Requirement 1:
Retype the passage about the premium tax credit form word for word, starting with "On their tax" and going on through "their tax refunds.".
----- Passage shown -----
The I.R.S. also said 760,000 taxpayers had received subsidies and filed returns but had not attached the required form comparing the subsidies paid with the amount they were entitled to receive. Taxpayers describe that document, I.R.S. Form 8962, as daunting.
“The premium tax credit form, the dreaded 8962, is really hard,” said Eileen P. Duggan, a piano teacher and freelance writer in Maplewood, Mo., outside St. Louis, who filed the form with her tax return. “It’s enough to make you cry, that form. It was almost impossible to figure out.”
The federal government provides subsidies in the form of tax credits, which cover about 70 percent of premiums, on average. The I.R.S. commissioner, John A. Koskinen, said 97 percent of people who received such assistance claimed it in advance, before filing their taxes. The amount of the subsidy is based in part on how much income the recipient expects to have in the coming year.
Two-thirds of people using the federal exchange have incomes less than twice the poverty level (less than $23,540 a year for an individual).
On their tax returns, consumers must compare the tax credits they received based on their projected income with the amount they were legally eligible to receive based on their actual income. If they received more than they were entitled to, they must pay back the excess, and the government can deduct it from their tax refunds.
----- Supplied records -----
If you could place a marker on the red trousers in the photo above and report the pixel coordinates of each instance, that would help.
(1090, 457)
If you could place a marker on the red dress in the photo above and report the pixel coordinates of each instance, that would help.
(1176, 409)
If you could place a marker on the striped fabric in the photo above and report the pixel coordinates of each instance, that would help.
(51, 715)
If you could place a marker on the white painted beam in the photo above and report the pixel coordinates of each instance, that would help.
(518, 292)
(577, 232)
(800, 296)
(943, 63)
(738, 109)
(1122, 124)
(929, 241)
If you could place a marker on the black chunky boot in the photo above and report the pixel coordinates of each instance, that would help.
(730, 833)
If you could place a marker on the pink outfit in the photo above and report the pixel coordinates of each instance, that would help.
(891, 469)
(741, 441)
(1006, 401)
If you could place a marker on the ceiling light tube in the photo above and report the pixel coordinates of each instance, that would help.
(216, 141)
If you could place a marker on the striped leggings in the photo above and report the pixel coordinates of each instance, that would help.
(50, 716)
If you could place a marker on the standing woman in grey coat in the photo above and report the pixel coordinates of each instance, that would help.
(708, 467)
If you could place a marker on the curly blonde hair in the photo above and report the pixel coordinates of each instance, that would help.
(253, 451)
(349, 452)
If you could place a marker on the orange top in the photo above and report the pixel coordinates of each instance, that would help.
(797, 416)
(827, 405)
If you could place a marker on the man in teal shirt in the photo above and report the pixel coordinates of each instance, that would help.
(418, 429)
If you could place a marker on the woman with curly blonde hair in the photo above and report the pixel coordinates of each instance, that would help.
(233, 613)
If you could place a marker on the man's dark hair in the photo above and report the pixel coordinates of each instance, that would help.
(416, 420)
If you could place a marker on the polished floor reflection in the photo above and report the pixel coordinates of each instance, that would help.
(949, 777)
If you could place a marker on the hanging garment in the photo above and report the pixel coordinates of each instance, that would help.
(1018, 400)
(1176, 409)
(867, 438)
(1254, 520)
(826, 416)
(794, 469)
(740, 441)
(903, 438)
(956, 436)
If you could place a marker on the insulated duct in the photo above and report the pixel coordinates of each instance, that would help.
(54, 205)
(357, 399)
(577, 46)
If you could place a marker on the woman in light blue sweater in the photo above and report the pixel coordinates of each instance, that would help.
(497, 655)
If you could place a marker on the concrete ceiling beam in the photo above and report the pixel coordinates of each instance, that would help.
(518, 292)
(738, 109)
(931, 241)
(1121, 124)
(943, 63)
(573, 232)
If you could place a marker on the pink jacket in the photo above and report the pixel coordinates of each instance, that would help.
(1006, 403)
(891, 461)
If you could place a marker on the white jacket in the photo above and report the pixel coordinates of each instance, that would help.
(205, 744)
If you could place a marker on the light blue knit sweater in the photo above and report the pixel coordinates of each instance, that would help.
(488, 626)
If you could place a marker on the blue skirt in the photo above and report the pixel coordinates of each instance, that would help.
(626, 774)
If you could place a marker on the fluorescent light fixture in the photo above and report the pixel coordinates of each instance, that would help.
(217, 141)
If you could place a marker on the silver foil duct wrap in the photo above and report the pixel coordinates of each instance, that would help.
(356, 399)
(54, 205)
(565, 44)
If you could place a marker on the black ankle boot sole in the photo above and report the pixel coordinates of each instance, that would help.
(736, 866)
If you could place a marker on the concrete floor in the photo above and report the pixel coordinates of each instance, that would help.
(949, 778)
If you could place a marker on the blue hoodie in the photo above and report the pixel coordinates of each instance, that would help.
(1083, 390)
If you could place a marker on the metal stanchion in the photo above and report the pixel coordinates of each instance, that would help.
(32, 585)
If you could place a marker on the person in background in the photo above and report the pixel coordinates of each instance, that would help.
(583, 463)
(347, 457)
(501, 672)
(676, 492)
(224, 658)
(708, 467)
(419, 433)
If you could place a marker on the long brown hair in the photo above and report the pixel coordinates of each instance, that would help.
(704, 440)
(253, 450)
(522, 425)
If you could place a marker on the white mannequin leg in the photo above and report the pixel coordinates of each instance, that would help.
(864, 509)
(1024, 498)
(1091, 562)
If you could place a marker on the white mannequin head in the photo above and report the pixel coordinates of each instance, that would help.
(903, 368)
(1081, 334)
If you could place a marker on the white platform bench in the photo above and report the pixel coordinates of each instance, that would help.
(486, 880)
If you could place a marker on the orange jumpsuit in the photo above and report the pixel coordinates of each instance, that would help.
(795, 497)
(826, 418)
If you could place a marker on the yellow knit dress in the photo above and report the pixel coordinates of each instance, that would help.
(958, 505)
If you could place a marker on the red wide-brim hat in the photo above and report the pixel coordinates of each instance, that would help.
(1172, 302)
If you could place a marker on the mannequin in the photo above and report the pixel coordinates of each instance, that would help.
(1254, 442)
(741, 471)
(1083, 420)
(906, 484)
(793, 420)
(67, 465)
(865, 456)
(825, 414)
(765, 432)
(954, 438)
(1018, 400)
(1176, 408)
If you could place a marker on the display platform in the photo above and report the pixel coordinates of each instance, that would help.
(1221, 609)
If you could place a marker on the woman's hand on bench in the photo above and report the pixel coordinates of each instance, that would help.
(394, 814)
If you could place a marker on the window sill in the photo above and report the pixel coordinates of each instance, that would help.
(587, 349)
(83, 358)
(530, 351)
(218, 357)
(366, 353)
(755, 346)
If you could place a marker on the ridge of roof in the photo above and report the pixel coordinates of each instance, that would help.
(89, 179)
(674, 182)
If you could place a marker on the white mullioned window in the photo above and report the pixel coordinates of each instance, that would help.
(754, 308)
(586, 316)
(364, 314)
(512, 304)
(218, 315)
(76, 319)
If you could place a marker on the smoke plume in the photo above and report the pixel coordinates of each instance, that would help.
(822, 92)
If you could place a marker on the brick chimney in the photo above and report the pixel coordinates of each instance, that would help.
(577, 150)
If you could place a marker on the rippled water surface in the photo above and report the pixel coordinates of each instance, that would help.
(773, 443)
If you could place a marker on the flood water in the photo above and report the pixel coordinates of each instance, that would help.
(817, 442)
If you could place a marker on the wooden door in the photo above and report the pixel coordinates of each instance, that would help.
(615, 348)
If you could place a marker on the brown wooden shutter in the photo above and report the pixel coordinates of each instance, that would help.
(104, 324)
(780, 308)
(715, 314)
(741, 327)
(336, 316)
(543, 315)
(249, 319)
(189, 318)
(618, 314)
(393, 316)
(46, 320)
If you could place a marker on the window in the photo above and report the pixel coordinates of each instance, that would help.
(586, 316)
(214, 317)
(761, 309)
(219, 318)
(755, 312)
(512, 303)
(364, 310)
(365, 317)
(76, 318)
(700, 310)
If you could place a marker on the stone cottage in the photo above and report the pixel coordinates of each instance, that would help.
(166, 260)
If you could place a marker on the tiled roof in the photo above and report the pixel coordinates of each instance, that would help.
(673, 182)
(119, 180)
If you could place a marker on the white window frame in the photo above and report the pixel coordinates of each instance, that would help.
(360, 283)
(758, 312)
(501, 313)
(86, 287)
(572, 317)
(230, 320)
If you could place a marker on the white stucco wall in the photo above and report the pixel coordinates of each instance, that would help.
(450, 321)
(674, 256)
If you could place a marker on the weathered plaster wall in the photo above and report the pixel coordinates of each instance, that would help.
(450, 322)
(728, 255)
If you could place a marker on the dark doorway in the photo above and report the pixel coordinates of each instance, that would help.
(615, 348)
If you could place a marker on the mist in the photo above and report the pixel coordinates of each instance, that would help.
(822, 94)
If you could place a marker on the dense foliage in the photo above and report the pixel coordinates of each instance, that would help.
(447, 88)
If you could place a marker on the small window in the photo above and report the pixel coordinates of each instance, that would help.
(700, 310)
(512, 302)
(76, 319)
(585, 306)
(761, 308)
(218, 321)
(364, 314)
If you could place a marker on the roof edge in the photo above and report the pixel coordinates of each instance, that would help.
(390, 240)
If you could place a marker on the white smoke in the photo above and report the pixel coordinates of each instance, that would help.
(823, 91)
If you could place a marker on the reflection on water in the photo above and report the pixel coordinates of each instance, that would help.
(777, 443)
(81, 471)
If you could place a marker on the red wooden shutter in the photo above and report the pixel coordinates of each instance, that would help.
-----
Requirement 2:
Show every line in the records that contains the string "beam", treating uppercase and lowercase letters as different.

Written answer 1:
On their tax returns, consumers must compare the tax credits they received based on their projected income with the amount they were legally eligible to receive based on their actual income. If they received more than they were entitled to, they must pay back the excess, and the government can deduct it from their tax refunds.

Written answer 2:
If you could place a marker on the white painted beam in the photo above and report the pixel coordinates of each instance, that would help.
If you could place a marker on the concrete ceiling beam in the photo above and report the pixel coordinates of each instance, that would help.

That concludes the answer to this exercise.